§ Instruction a
In the text about Sophia's big girl's bed, what did Sophia do while Kurt left her alone for a couple of minutes with all the lights on?

§ Text segment
──────────────────────────────

This morning, Kurt went into Sophia’s room, as he always does, to wake her up. She doesn’t like to be woken up and this goes better for all involved if it’s a gradual process. So as a first step he goes in and turns on the bathroom light and perhaps says something to her in a quiet voice. Five or ten minutes later he comes in and turns on her bedroom light, and if she seems ready begins to change and dress her, or else just speaks to her a little more. He tells her it’s time to get up and that sleep time is over and so forth. This morning he’d followed all those steps and she was wailing that she didn’t want to get up, so he left her for another couple mintues with all the lights on. On his return, he discovered that she’d climbed out of bed, turned off her bedroom light and gotten back into bed. This astonishes me and makes me giggle. She was determined not to get up.
This was all possible due to the fact that last week Sophia started using a big girl’s bed, which she can climb into and out of by herself. We bought two mattresses, in anticipation of getting a bunk bed a couple of years down the road, and stacked them and lo! bed. We had looked at several children’s beds, and it just seemed like they were too tall for her. Sophia is not exactly physically adventurous and she is easily intimidated by having to climb. We wanted her bed to be a comforting and comfortable place. It worked beyond our wildest expectations. She loves her bed. Every time she walks into her room she shouts “Look! It’s Sophia’s big girl’s bed,” takes a running start and then leaps up onto it. She tells me “C’mon, mama, let’s get on Sophia’s big girl’s bed!” and I go over there and join her. She starts jumping up and down excitedly. For a couple of days she kept telling Kurt and myself to jump up and down on it as well, but we insisted to her that we were too big to jump on her bed, so now she says “Mama jump on the bed!” followed by a sly smile and, “Naaaaaaaaah, it’s too big for mama!”

──────────────────────────────

§ Instruction b
Recast the stored records below as a Markdown table with columns Row and Line, giving each non-blank line its own numbered row.

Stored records
──────────────────────────────

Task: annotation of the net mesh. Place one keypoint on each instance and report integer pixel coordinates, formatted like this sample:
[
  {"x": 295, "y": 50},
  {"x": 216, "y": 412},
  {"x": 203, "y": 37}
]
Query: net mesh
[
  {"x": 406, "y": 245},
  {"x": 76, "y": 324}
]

──────────────────────────────

§ Expected answer a
She climbed out of bed, turned off her bedroom light, and got back into bed.

§ Expected answer b
| Row | Line |
|---|---|
| 1 | Task: annotation of the net mesh. Place one keypoint on each instance and report integer pixel coordinates, formatted like this sample: |
| 2 | [ |
| 3 |   {"x": 295, "y": 50}, |
| 4 |   {"x": 216, "y": 412}, |
| 5 |   {"x": 203, "y": 37} |
| 6 | ] |
| 7 | Query: net mesh |
| 8 | [ |
| 9 |   {"x": 406, "y": 245}, |
| 10 |   {"x": 76, "y": 324} |
| 11 | ] |